*STATED GOAL*
Copy every one of the entries below word for word.

--- DATA ROWS ---

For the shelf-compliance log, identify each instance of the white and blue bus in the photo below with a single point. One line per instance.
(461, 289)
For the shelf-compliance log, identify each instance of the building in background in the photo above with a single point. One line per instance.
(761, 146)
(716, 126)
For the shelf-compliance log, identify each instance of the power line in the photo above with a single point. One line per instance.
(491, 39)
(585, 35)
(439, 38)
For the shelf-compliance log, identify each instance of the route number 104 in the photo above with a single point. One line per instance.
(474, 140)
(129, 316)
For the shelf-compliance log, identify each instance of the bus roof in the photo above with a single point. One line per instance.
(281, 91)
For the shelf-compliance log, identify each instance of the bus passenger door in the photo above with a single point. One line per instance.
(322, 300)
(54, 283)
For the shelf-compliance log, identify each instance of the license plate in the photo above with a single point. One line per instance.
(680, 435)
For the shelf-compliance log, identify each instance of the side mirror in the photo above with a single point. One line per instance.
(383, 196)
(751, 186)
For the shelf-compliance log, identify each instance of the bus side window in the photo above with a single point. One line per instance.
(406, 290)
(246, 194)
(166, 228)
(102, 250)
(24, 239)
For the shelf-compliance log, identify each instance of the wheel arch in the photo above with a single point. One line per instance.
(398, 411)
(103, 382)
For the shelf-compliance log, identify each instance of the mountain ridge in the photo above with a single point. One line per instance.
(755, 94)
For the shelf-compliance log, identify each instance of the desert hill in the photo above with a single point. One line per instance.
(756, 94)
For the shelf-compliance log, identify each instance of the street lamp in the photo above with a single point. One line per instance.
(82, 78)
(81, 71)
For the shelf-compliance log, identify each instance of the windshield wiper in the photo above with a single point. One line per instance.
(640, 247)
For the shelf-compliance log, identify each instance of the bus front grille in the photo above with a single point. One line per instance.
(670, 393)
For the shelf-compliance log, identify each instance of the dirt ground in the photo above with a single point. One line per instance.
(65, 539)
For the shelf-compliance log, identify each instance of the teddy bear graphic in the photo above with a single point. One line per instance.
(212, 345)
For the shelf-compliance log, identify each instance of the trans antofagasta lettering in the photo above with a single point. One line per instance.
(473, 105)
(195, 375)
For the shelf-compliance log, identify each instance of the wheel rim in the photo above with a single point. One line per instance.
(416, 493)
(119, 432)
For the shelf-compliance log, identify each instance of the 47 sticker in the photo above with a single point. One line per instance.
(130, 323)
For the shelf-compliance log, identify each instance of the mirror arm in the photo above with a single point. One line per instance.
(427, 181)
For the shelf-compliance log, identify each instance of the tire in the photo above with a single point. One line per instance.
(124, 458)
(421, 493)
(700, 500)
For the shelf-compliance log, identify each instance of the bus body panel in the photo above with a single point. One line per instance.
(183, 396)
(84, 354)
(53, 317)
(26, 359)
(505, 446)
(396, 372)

---

*ANSWER IN FULL*
For the shelf-compliance log, identify each instance of the white and blue bus in the photo below with a single point. One line per instance.
(461, 289)
For the shelf-compliance log, identify each instance of the building in background in the photo above with a single point. One line per instance.
(761, 146)
(716, 126)
For the shelf-compliance log, identify each instance of the power line in the photo above with a single point. One line per instance.
(491, 39)
(585, 35)
(439, 38)
For the shelf-compliance log, identify each instance of the route number 104 in the photo above with a single point. One line per instance.
(474, 140)
(129, 316)
For the shelf-compliance log, identify each instance of the bus roof in the photo above with a single point. One line per instance.
(281, 91)
For the shelf-compliance log, identify each instance of the bus passenger door in the photo above with a single point. One line per instance.
(322, 300)
(54, 283)
For the shelf-compliance log, identify each instance of the license plate in the photo above with a single point. One line per instance.
(680, 435)
For the shelf-compliance log, identify each instance of the side mirror in the photo above with a single point. One line per instance.
(383, 196)
(751, 186)
For the shelf-compliance log, identify each instance of the bus side window in the photo above with a single point. One line per instance.
(406, 290)
(246, 194)
(166, 228)
(102, 250)
(24, 239)
For the shelf-compliance log, identify each instance of the wheel arch in the photo above with a single point. One line per instance.
(398, 411)
(103, 382)
For the shelf-compliance log, identify each instance of the mountain ridge in the photo above with a single point. One line per instance.
(755, 94)
For the shelf-compliance log, identify each instance of the desert hill in the photo above with a single point. One line per instance.
(756, 94)
For the shelf-compliance log, identify each instance of the street lamp in the photo above with a single point. One line per instance.
(82, 78)
(81, 71)
For the shelf-compliance log, identify each instance of the windshield wiper in the photo above with a single point. One line per instance.
(640, 247)
For the shelf-compliance log, identify each instance of the bus front grille in the photo above with a single point. One line per instance.
(670, 393)
For the shelf-compliance log, identify each instance of the dirt ground in the photo above with a single point. One line per instance.
(65, 539)
For the shelf-compliance log, identify each instance of the teddy bear graphic in the photo above with a single point. One line per instance.
(212, 345)
For the shelf-compliance log, identify each instance of the trans antofagasta lettering in the photo above with a single point. One line per instance.
(473, 105)
(195, 375)
For the shelf-compliance log, identify each instance of the wheel rim in the photo above with a single point. One line per instance.
(416, 493)
(119, 432)
For the shelf-compliance log, identify each instance of the 47 sticker in the photo above with a single point. One line per instance.
(130, 323)
For the shelf-compliance log, identify each instance of the mirror arm in the photo above with a single point. One line per instance.
(427, 181)
For the shelf-compliance log, identify each instance of the tire in the photo above with a single point. One line per instance.
(124, 458)
(421, 493)
(700, 500)
For the shelf-compliance log, identify each instance of the bus body panel in the photo above with a single point. One line per instance.
(183, 396)
(84, 354)
(53, 317)
(26, 359)
(505, 446)
(396, 372)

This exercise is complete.